We previously developed and validated a longitudinal phenotype for harmful alcohol use using statistical trajectories of AUDIT-C (8). In a sample of 1,851 Veterans with or without HIV infection, we compared longitudinal AUDIT-C metrics on the magnitude of association with phosphatidylethanol (PEth), a direct alcohol biomarker measured in blood. In a subsample of AAs, we also used the frequency of the minor allele rs2066702, a single nucleotide polymorphism in ADH1B, which encodes the enzyme alcohol dehydrogenase 1B as a criterion measure. AUDIT-C trajectories were more strongly associated with both PEth and rs2066702 than either the highest AUDIT-C score or the score closest in time to the PEth blood draw. These findings demonstrated the value of a longitudinal measure to characterize alcohol use, as it is typically collected in general medical settings.
Although the prior study (8) was an important initial effort, it was limited to a small sample of AA Veterans with HIV infection, and demographically similar uninfected controls. That study did not consider age-adjusted mean AUDIT-C score, a simpler and more generalizable metric, nor did it evaluate the ADH1B polymorphism more commonly seen in EAs (rs1229984). Herein, we report the strength of association between the ADH1B polymorphisms—rs2066702 in AAs and rs1229984 in EAs—with previously validated AUDIT-C trajectories in the larger, more generalizable Million Veteran Program (MVP) sample (9). We also compared these associations to those using age-adjusted mean AUDIT-C score. Because ICD codes are increasingly used for phenome-wide association studies (PheWASs) (10–13), we also compared AUDIT-C metrics to ICD codes for AUD. The goal of these comparisons was to use longitudinal EHR data to determine the most informative phenotype for efforts at gene finding for harmful drinking.
Methods
Design
Using longitudinal EHR data linked to genome-wide association study (GWAS) data in the Million Veteran Program, we used two population-specific missense single nucleotide polymorphisms (SNPs) in ADH1B as criterion measures to determine whether longitudinal trajectories of AUDIT-C, age-adjusted mean AUDIT-C, or administrative codes for AUD provided the best phenotype for genetic discovery. We also considered whether additional information was gained by combining metrics.

Saved entries
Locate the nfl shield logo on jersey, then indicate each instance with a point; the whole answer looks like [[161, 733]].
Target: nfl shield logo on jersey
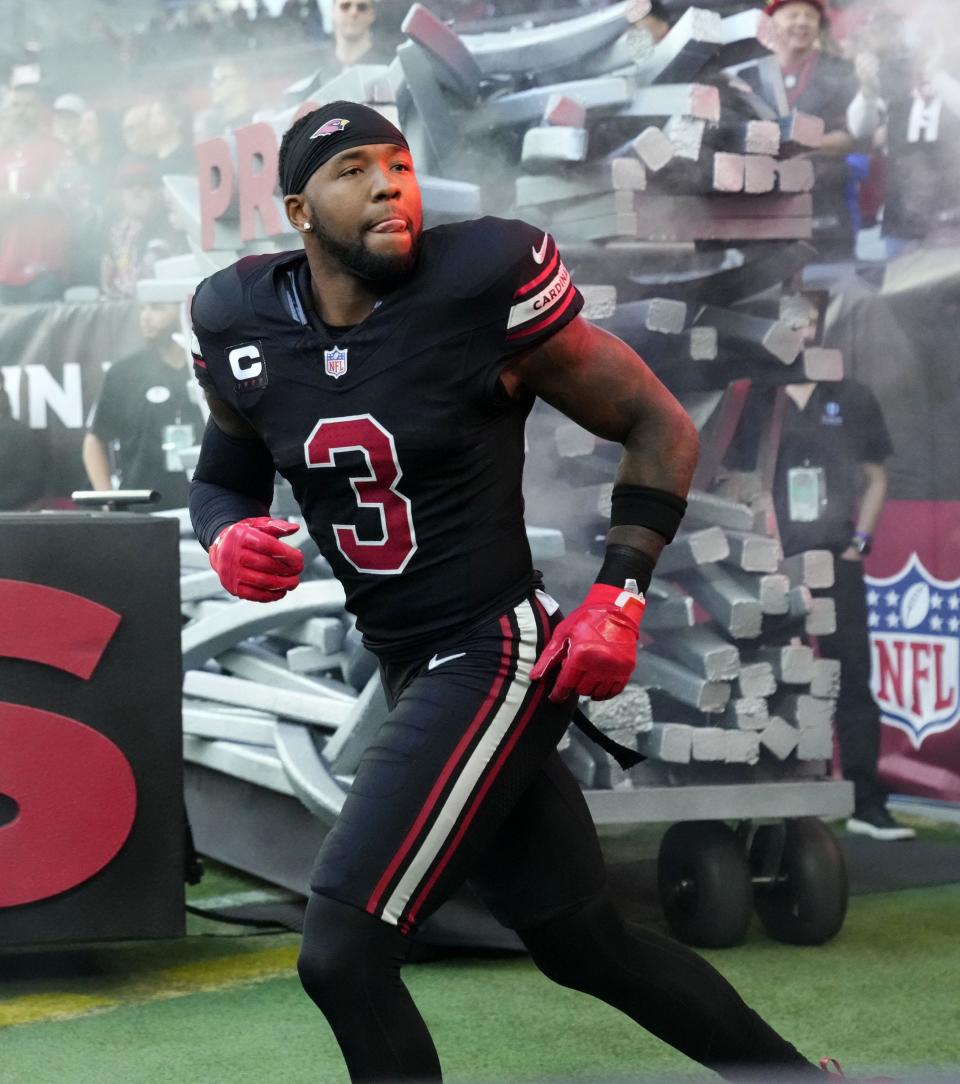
[[335, 362], [915, 629]]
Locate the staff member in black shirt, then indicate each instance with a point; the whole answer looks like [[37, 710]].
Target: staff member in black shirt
[[144, 413], [829, 489]]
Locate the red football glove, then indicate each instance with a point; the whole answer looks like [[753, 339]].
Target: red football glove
[[595, 647], [253, 564]]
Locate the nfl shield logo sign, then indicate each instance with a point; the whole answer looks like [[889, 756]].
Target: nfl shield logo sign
[[335, 362], [915, 629]]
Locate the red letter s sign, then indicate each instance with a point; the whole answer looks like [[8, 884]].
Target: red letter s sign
[[74, 788]]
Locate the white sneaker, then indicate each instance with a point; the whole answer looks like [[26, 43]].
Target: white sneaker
[[878, 824]]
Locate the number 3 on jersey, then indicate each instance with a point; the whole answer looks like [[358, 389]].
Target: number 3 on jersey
[[376, 489]]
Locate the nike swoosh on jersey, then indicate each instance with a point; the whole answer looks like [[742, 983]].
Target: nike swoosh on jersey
[[437, 661]]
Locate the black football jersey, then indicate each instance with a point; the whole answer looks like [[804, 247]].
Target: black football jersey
[[402, 450]]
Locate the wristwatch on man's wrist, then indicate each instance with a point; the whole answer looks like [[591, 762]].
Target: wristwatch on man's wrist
[[863, 543]]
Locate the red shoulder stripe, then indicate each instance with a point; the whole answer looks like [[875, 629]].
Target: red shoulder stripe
[[523, 332]]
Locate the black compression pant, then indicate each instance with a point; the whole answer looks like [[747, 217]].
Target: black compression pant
[[532, 853], [350, 965]]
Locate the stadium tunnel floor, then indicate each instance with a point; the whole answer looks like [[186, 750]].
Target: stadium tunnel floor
[[224, 1005]]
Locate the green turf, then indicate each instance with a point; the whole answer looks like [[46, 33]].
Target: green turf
[[883, 994]]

▶ [REQUIRED WORK]
Using the text on harmful alcohol use phenotypes, give the number of Veterans in the sample of the earlier study that compared longitudinal AUDIT-C metrics with phosphatidylethanol.

▶ [ANSWER SPACE]
1,851 Veterans